■ **COMPLÉTEZ CE QUI SUIT**
(1) Relevez dans l'extrait de page tous les mythèmes que le texte présente comme communs aux deux œuvres étudiées.
(2) Répondez brièvement à chaque question d'après l'extrait de page.
(a) Quel mythème la première phrase donne-t-elle en exemple ?
(b) Qui a réalisé l'adaptation cinématographique citée, et en quelle année ?
(c) Dans quel cadre, en plus de la littérature, ces deux histoires sont-elles encore utilisées de nos jours ?
(3) Rédigez la suite de l'extrait de page consacré à Tristan et Iseut et à Roméo et Juliette.

■ **EXTRAIT DE PAGE**
Par exemple, si l’amour tragique est un mythème, dans ce cas, il se retrouve
dans Roméo et Juliette, mais aussi dans
Tristan et Iseut.
Tristan et
Iseut
![]() |
Joseph Bédier |
Roméo et
Juliette
![]() |
Portrait de William Shakespeare
|
Deux mythes
Ces histoires
sont toutes deux perçues comme de vrais mythes en matière de littérature
d’amour. Cependant, comment ces deux histoires sont-elles devenues aussi
populaires et importantes? Pourquoi la majorité de la population connait-elle
la tragique histoire des deux couples sans même avoir lu ces deux récits? Ce
texte traitera en outre de quelques pistes de solution pouvant permettre de
répondre à ces interrogations. Le processus menant à la fondation du mythe de l’amour, les différents
facteurs commémoratifs de ces histoires ainsi que quelques raisons expliquant
leur passage prolifique à travers le temps feront par ailleurs partie des
thèmes abordés au cours des prochains paragraphes. Durant l’analyse, nous
allons ainsi pouvoir comprendre l’évolution du mythe amoureux en analysant les
mythèmes communs aux deux œuvres à l’étude, tels la transgression, l’amour
fusionnel, la mort ou encore la fatalité. L’actualisation de ces œuvres, d’hier
à aujourd’hui, complétera par ailleurs le volet « analyse » de ce
texte. En effet, il importe de spécifier que ces deux histoires sont de nos
jours encore analysées en littérature, utilisées dans un cadre scolaire,
vendues dans nombre de librairies et finalement, toutes deux fréquemment et
récemment adaptées au cinéma (Tristan & Yseult de Kevin Reynolds en 2006)

■ **LIGNES DE DONNÉES**
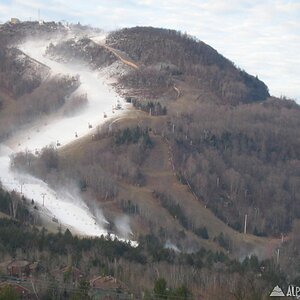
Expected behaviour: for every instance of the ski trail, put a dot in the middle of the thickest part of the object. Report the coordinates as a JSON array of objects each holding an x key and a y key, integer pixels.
[{"x": 65, "y": 209}]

■ **RÉPONSES**
(1) la transgression, l'amour fusionnel, la mort, la fatalité

(2)
(a) L'amour tragique.
(b) Kevin Reynolds, en 2006.
(c) Dans un cadre scolaire.

(3)
comme en musique (Giulietta & Romeo de Richard
Cocciante en 2007).
L’amour fusionnel,
l’amour coup de foudre
Tristan et Iseut
Tout d’abord, il
va de soi que l’amour passionnel, lorsque celui-ci survient, est un sujet qui
fait parler. À la fois intense, fort, incontrôlable, il est mêlé à une certaine
brutalité et au danger car il n’est ni paisible, ni tranquille[4].
Bref, c’est une véritable décharge d’émotions qui vous traverse dans ces
situations. L’amour passionnel se reflète d’ailleurs très bien au sein de Tristan et Iseut. En effet, dès leur
première rencontre, Tristan et Iseut sont attirés l’un vers l’autre, la tension
du désir entre les amants étant de ce fait palpable du début à la fin du roman.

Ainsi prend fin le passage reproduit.